- [PROVIDED DATA]
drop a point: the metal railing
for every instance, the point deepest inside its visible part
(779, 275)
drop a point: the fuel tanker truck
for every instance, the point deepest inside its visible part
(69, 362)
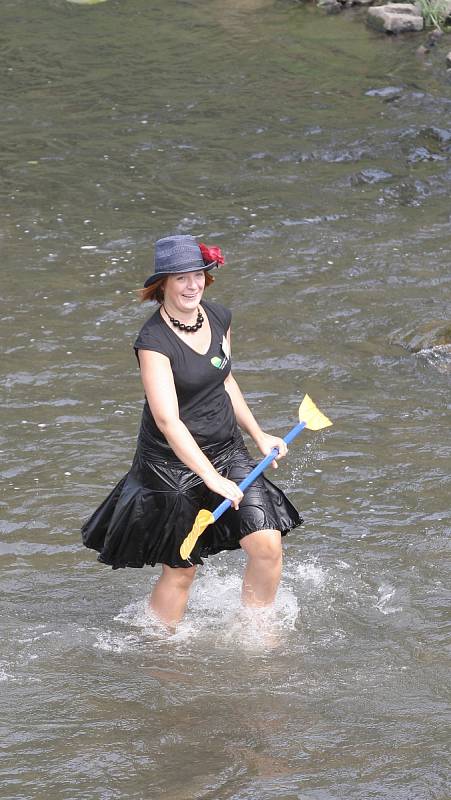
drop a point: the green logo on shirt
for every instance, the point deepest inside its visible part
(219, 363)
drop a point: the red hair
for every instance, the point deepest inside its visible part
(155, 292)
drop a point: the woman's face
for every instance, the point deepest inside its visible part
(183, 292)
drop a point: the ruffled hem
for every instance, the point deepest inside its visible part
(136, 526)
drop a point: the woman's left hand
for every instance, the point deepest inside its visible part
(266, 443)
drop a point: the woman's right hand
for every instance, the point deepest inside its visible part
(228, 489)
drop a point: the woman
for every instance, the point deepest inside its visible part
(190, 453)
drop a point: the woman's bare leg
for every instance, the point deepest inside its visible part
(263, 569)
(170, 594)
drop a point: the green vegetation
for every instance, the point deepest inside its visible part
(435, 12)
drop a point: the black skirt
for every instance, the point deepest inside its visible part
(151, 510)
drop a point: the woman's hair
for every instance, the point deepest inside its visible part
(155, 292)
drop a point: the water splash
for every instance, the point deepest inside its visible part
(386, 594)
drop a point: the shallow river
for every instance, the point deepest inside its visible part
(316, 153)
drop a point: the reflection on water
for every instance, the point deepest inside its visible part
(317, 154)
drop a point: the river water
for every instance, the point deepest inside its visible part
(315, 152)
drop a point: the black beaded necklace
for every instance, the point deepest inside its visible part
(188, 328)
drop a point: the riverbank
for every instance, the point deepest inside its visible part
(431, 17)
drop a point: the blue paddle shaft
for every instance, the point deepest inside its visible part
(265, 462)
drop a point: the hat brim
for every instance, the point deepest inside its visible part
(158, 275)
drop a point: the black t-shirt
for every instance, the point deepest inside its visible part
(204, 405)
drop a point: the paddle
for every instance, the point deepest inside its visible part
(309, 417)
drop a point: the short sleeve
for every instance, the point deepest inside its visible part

- [OBJECTIVE]
Revise all of the rows above by replacing "drop a point" with "mark a point" and leaving everything else unchanged. Omit the pictures from your output.

- [COMPLETED EXERCISE]
mark a point: the metal railing
for every instance, the point deepest inside its visible part
(779, 275)
mark a point: the fuel tanker truck
for every instance, the point deepest inside its visible part
(69, 362)
mark a point: the green logo on shirt
for every instance, the point deepest inside its visible part
(219, 363)
mark a point: the red hair
for every instance, the point deepest inside its visible part
(155, 292)
mark a point: the woman's face
for every instance, the point deepest inside its visible part
(183, 292)
mark a point: the ruffled hem
for every instance, the point deepest inside its visible part
(136, 526)
mark a point: the woman's left hand
for every instance, the point deepest inside its visible part
(266, 443)
mark a point: the woman's right hand
for every instance, the point deepest inside its visible part
(228, 489)
mark a point: the woman
for every instance, the point deepest inside its visible part
(190, 453)
mark a point: the woman's bare leg
for every instance, the point deepest inside its visible part
(263, 569)
(170, 594)
mark a point: the green vegetation
for every instance, the point deepest inside its visible part
(435, 12)
mark a point: the black skirt
for every instance, the point deepest inside its visible part
(151, 510)
mark a point: the woman's hair
for every instance, the point deepest inside its visible part
(155, 292)
mark a point: the water splash
for every instance, the point deepest inside its visible part
(386, 594)
mark a point: the shallow river
for every instance, the point deepest inside its visible part
(316, 153)
mark a point: the reflection on water
for every instance, the point deepest inside its visible part
(317, 154)
mark a point: the river water
for every instance, the point deepest inside its visible part
(315, 152)
mark a point: the black beaded necklace
for every instance, the point deepest inside its visible part
(188, 328)
mark a point: the riverbank
for every instance, the point deepest inside its visible part
(431, 17)
mark a point: the blue paddle shaft
for every instance, the point deepest inside its visible part
(265, 462)
mark a point: the hat brim
for every instance, the point deepest inside its visible part
(158, 275)
mark a point: the black t-shirt
for every instance, the point deepest inside its visible part
(204, 405)
mark a point: the paddle
for every instance, the point deepest inside its visible part
(309, 417)
mark a point: the short sleeve
for every instance, the point deepest inside its visible part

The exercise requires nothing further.